• **Task item**
Would you write out, word for word, each line of the records below from the top through the one holding "green stem left"?
-------------------------
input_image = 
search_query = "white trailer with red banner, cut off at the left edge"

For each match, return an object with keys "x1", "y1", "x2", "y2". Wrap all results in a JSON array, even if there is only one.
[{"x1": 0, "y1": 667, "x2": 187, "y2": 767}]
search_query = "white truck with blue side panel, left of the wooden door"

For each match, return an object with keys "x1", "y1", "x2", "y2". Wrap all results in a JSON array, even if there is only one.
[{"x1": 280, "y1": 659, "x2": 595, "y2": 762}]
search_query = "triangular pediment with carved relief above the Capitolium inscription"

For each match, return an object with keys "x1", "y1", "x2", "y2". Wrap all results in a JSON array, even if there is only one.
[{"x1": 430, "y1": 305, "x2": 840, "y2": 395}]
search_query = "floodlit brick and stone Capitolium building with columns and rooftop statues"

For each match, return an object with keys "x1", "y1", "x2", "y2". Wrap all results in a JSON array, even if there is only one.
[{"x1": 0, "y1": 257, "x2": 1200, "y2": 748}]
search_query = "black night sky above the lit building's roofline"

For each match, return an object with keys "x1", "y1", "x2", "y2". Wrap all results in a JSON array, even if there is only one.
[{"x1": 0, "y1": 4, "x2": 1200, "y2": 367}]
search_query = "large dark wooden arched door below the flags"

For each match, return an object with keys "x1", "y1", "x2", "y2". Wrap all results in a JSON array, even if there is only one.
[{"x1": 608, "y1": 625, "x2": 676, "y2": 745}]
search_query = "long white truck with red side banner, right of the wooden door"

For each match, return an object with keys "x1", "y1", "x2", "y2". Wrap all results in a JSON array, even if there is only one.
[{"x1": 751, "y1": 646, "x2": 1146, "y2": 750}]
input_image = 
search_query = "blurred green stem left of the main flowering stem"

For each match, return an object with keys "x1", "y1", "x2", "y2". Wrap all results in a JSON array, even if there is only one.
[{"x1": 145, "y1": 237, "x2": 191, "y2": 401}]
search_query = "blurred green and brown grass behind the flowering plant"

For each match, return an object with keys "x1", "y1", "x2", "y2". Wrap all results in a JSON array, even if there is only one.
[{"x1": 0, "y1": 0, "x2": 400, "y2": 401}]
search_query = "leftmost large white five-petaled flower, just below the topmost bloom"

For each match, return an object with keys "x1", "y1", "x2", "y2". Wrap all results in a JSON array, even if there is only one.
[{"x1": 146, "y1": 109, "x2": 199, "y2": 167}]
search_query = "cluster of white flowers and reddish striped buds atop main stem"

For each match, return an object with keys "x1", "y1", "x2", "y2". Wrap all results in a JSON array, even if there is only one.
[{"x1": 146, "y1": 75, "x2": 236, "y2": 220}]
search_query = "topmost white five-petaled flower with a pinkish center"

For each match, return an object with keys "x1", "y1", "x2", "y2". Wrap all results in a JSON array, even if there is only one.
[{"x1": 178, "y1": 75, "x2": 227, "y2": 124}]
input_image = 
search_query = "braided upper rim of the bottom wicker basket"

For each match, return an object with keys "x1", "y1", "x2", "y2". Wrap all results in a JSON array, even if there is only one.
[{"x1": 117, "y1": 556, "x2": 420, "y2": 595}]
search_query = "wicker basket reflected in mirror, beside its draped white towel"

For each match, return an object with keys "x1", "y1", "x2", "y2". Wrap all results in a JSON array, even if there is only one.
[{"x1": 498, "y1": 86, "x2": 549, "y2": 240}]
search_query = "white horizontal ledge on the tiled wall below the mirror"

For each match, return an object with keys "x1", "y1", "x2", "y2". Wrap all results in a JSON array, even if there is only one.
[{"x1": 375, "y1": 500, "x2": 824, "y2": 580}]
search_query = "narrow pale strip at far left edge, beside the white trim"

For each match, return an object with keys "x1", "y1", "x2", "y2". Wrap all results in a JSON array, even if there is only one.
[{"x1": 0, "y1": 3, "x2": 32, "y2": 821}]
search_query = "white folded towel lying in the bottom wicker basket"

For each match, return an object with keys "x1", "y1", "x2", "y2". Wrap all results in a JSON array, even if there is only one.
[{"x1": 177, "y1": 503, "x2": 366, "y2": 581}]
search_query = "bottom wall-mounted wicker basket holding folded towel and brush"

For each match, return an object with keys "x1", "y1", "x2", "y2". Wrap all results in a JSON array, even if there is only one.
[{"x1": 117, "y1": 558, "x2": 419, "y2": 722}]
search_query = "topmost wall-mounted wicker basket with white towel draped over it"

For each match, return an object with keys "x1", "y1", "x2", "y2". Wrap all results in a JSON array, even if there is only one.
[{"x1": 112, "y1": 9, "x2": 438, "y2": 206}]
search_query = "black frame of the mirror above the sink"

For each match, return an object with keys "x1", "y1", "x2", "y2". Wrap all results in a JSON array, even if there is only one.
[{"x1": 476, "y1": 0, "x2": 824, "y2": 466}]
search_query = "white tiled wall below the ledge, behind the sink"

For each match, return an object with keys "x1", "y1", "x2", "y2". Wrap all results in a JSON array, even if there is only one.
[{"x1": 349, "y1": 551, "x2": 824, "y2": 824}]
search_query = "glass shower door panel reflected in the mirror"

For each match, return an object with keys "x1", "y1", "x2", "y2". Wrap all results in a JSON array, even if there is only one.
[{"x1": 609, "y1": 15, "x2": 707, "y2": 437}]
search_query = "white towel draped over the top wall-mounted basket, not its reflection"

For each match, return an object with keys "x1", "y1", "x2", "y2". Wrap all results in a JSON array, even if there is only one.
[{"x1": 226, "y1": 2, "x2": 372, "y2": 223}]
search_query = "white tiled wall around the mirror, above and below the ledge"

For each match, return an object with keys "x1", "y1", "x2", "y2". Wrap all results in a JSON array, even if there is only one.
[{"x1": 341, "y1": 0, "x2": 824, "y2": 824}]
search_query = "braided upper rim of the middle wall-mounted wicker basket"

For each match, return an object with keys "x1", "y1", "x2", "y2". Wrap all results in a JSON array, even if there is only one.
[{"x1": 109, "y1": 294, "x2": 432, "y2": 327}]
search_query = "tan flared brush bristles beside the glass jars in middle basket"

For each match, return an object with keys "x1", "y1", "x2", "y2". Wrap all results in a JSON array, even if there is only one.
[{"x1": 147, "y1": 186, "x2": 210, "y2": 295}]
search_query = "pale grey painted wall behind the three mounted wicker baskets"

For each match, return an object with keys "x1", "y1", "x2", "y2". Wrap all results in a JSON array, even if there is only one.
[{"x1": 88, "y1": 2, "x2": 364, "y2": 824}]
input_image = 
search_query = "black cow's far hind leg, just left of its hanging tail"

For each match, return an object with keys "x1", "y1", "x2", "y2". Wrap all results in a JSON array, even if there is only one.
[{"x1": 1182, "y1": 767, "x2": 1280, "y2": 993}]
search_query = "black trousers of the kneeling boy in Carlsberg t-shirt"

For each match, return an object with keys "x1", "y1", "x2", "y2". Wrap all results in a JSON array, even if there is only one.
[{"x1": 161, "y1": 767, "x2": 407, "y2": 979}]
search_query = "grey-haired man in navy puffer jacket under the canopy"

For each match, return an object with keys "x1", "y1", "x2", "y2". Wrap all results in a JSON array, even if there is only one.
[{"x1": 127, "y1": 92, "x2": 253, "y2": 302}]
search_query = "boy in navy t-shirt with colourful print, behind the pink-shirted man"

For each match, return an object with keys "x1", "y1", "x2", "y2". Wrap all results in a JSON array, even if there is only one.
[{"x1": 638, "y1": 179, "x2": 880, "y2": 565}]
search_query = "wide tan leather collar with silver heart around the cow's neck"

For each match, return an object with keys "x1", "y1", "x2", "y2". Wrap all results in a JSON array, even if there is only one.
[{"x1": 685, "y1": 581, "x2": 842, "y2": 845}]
-------------------------
• **Exercise response**
input_image = 
search_query = "white trailer with red banner, cut off at the left edge"

For each match, return an object with keys "x1", "y1", "x2", "y2". Wrap all results in a JSON array, even if there is only one.
[{"x1": 0, "y1": 667, "x2": 187, "y2": 767}]
search_query = "white truck with blue side panel, left of the wooden door"

For each match, return an object with keys "x1", "y1", "x2", "y2". Wrap all results in a JSON array, even if there is only one.
[{"x1": 280, "y1": 659, "x2": 595, "y2": 762}]
search_query = "triangular pediment with carved relief above the Capitolium inscription"

For each match, return an object with keys "x1", "y1", "x2", "y2". Wrap all results in a JSON array, even if there is only one.
[{"x1": 430, "y1": 305, "x2": 840, "y2": 395}]
search_query = "floodlit brick and stone Capitolium building with columns and rooftop statues"

For each match, return an object with keys "x1", "y1", "x2", "y2". Wrap all results in a JSON array, even if there is only one.
[{"x1": 0, "y1": 257, "x2": 1200, "y2": 748}]
search_query = "black night sky above the lit building's roofline"

For each match, return an object with keys "x1", "y1", "x2", "y2". Wrap all results in a JSON array, even if there is only one.
[{"x1": 0, "y1": 4, "x2": 1200, "y2": 367}]
search_query = "large dark wooden arched door below the flags"

For each match, return an object with keys "x1", "y1", "x2", "y2". Wrap all results in a JSON array, even if there is only one.
[{"x1": 608, "y1": 625, "x2": 676, "y2": 745}]
search_query = "long white truck with red side banner, right of the wooden door"

For each match, return an object with keys "x1", "y1", "x2", "y2". Wrap all results in a JSON array, even if there is only one.
[{"x1": 751, "y1": 646, "x2": 1146, "y2": 750}]
input_image = 
search_query = "blurred green stem left of the main flowering stem"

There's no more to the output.